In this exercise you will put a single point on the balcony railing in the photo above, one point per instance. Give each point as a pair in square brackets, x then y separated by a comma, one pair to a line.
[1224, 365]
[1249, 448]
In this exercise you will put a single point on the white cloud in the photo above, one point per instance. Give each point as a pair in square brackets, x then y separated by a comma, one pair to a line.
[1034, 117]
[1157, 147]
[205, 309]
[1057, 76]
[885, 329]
━━━━
_Aim_
Please set down each line of the records exactly as given.

_Exercise solution_
In this exercise you will put a single point on the balcony railing in the photo above, one point per instance. Give each point as a pair in square brackets, x then y separated by a comma, one pair to a line.
[1224, 365]
[1249, 448]
In this exercise you will put a single point on the white cloud in the photo above, one point per instance. Give each point as a pair in square brackets, x then y separated by a comma, one pair to a line.
[1034, 117]
[1157, 147]
[205, 309]
[1057, 76]
[885, 329]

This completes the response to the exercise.